* _EXERCISE DESCRIPTION_
Please transcribe the records precisely; pictures stay out of your copy.

* _THE RECORDS_
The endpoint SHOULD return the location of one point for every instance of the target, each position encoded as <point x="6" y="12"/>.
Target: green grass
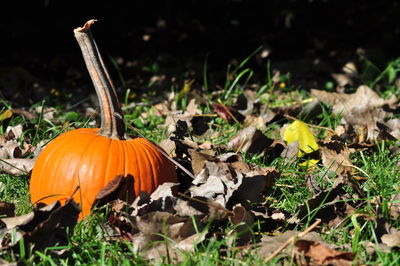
<point x="89" y="242"/>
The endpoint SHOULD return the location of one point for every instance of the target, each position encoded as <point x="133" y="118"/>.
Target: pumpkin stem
<point x="112" y="123"/>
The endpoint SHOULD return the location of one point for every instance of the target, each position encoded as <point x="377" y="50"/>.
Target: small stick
<point x="292" y="240"/>
<point x="215" y="205"/>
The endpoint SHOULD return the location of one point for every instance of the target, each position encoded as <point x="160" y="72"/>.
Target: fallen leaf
<point x="227" y="113"/>
<point x="300" y="133"/>
<point x="242" y="234"/>
<point x="323" y="255"/>
<point x="392" y="239"/>
<point x="250" y="140"/>
<point x="41" y="228"/>
<point x="117" y="188"/>
<point x="335" y="155"/>
<point x="10" y="150"/>
<point x="16" y="166"/>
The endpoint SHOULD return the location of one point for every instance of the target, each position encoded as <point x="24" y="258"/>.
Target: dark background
<point x="37" y="37"/>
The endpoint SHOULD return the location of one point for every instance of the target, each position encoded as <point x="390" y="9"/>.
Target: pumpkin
<point x="92" y="157"/>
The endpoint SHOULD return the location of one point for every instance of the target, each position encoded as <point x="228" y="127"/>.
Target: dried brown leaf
<point x="249" y="140"/>
<point x="20" y="166"/>
<point x="10" y="150"/>
<point x="335" y="155"/>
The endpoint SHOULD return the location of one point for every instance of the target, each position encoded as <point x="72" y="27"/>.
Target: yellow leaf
<point x="299" y="131"/>
<point x="5" y="115"/>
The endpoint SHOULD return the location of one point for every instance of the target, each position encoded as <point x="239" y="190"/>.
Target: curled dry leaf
<point x="392" y="238"/>
<point x="118" y="188"/>
<point x="16" y="166"/>
<point x="323" y="255"/>
<point x="344" y="103"/>
<point x="249" y="140"/>
<point x="242" y="233"/>
<point x="335" y="155"/>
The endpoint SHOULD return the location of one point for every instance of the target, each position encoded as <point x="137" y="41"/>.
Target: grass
<point x="88" y="243"/>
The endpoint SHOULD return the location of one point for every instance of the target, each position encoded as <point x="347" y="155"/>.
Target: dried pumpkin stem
<point x="112" y="124"/>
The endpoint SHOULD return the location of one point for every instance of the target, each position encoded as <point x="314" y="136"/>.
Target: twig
<point x="310" y="125"/>
<point x="215" y="205"/>
<point x="292" y="240"/>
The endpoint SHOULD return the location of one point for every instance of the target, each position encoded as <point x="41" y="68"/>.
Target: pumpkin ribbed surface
<point x="85" y="158"/>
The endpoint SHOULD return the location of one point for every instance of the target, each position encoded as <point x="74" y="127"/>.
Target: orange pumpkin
<point x="91" y="158"/>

* _OUTPUT FOR THIS EXERCISE_
The endpoint SHOULD return the location of one point for every instance of the target, each position encoded as <point x="6" y="12"/>.
Target: green grass
<point x="89" y="242"/>
The endpoint SHOULD return the location of one point for every instance of the target, each position encoded as <point x="133" y="118"/>.
Target: pumpkin stem
<point x="112" y="123"/>
The endpoint SHOULD return the location of one point for every instance of the target, each position encoded as <point x="377" y="50"/>.
Target: small stick
<point x="292" y="240"/>
<point x="215" y="205"/>
The endpoint SHOULD return the location of one point for every instance of the target, each position encoded as <point x="160" y="72"/>.
Target: fallen leaf
<point x="227" y="113"/>
<point x="300" y="133"/>
<point x="242" y="234"/>
<point x="323" y="255"/>
<point x="392" y="239"/>
<point x="250" y="140"/>
<point x="41" y="228"/>
<point x="117" y="188"/>
<point x="335" y="155"/>
<point x="10" y="150"/>
<point x="16" y="166"/>
The endpoint SHOULD return the location of one point for every instance of the target, each position encoded as <point x="24" y="258"/>.
Target: dark background
<point x="37" y="37"/>
The endpoint SHOULD return the location of one point for every instance of the target, each position encoded as <point x="390" y="9"/>.
Target: pumpkin
<point x="92" y="157"/>
The endpoint SHOULD return the location of one point for every instance of the target, each position encoded as <point x="228" y="127"/>.
Target: dried brown leaf
<point x="249" y="140"/>
<point x="20" y="166"/>
<point x="10" y="150"/>
<point x="335" y="155"/>
The endpoint SHOULD return the location of one point for every instance of the target, each position encoded as <point x="72" y="27"/>.
Target: yellow leaf
<point x="299" y="131"/>
<point x="5" y="115"/>
The endpoint SHOULD return the location of one point for every instance of the target, each position encoded as <point x="239" y="190"/>.
Target: curled dry leaf
<point x="392" y="238"/>
<point x="118" y="188"/>
<point x="16" y="166"/>
<point x="323" y="255"/>
<point x="344" y="103"/>
<point x="249" y="140"/>
<point x="242" y="233"/>
<point x="335" y="155"/>
The endpoint SHOULD return the location of one point for every instance of the target, each position encoded as <point x="137" y="41"/>.
Target: grass
<point x="88" y="243"/>
The endpoint SHOULD return the location of one point for every instance of the target, each position encoded as <point x="347" y="155"/>.
Target: dried pumpkin stem
<point x="112" y="124"/>
The endpoint SHOULD return the location of one point for every instance of the target, each position encoded as <point x="314" y="136"/>.
Target: twig
<point x="310" y="125"/>
<point x="215" y="205"/>
<point x="292" y="240"/>
The endpoint SHOULD return the location of one point for every instance of the target, each position encoded as <point x="41" y="68"/>.
Target: pumpkin ribbed surface
<point x="85" y="158"/>
The endpoint SHOULD return the location of one point for every instance of the target, each position encoded as <point x="74" y="127"/>.
Target: orange pumpkin
<point x="91" y="158"/>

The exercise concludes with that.